(Source extract):
---------------
# 2014 Chev Cruze LT Engine Squealing



## bljensen2005 (Sep 4, 2017)

Help! I'm new to his site--- looking for help! My 2014 Chevy Cruze LT just started making this noise yesterday. The Engine light also came on.... Am wondering if anyone has any ideas?? It doesn't seem to be coming from the belt and doesn't change frequency/sound with increases or decreases in RPM or A/C use. It's a steady sound--- seems to come from one of the hoses attached to the engine block??? Thoughts!!???


----------



## bljensen2005 (Sep 4, 2017)

*VIDEO/2014 Chev Cruze LT making squealing noise*

https://youtu.be/8XoXe26iYNgHelp! I'm new here and need help figuring out what this noise is coming from what seems like one of the hoses attached to the engine block. Service engine light came on yesterday, about the same time this noise started. Thoughts??? Thanks, Leslie from WI


----------



## Taxman (Aug 10, 2017)

bljensen2005 said:


> Thoughts!!???


http://www.cruzetalk.com/forum/34-g...liminated-removing-oil-dipstick-oil-fill.html


----------



## CruzeTech (Mar 23, 2012)
---------------
(Data segment):
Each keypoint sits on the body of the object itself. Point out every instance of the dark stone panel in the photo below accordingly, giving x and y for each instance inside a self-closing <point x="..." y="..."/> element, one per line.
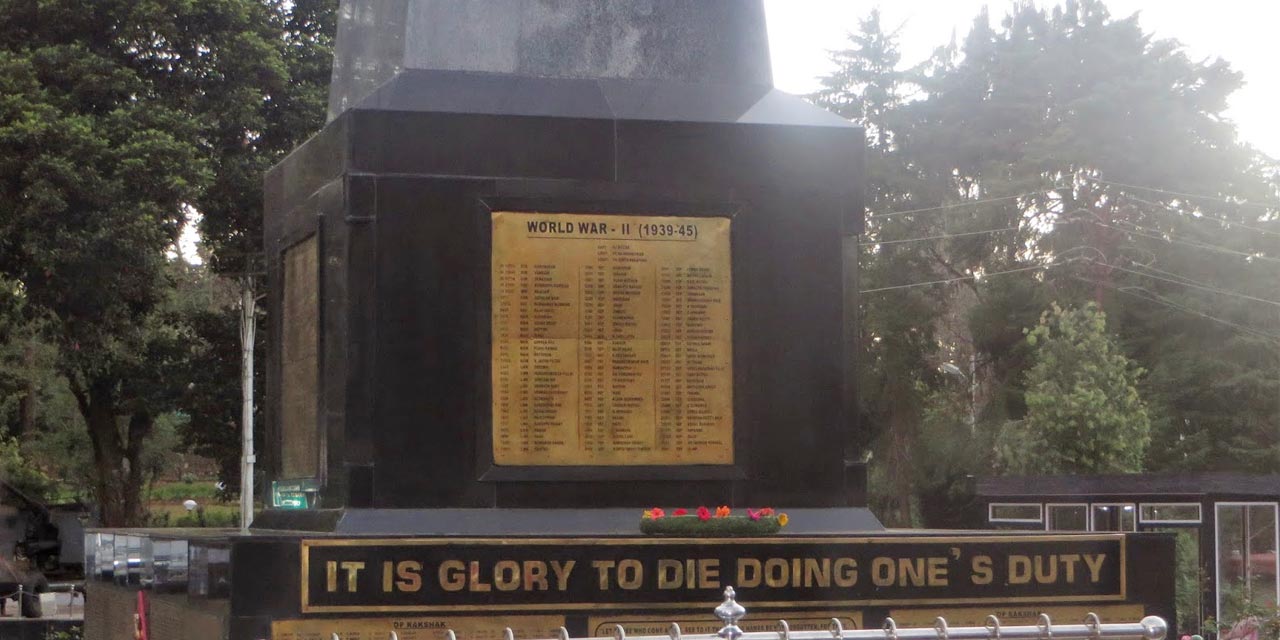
---------------
(Task requirements):
A: According to the forum thread on the Cruze squealing, what warning light came on around the time the noise started?
B: List the changes that, according to the forum thread on the Cruze squealing, do not alter the frequency or sound of the noise.

(Expected answers):
A: The engine light, also called the service engine light.

B: Increases in RPM, decreases in RPM, and A/C use.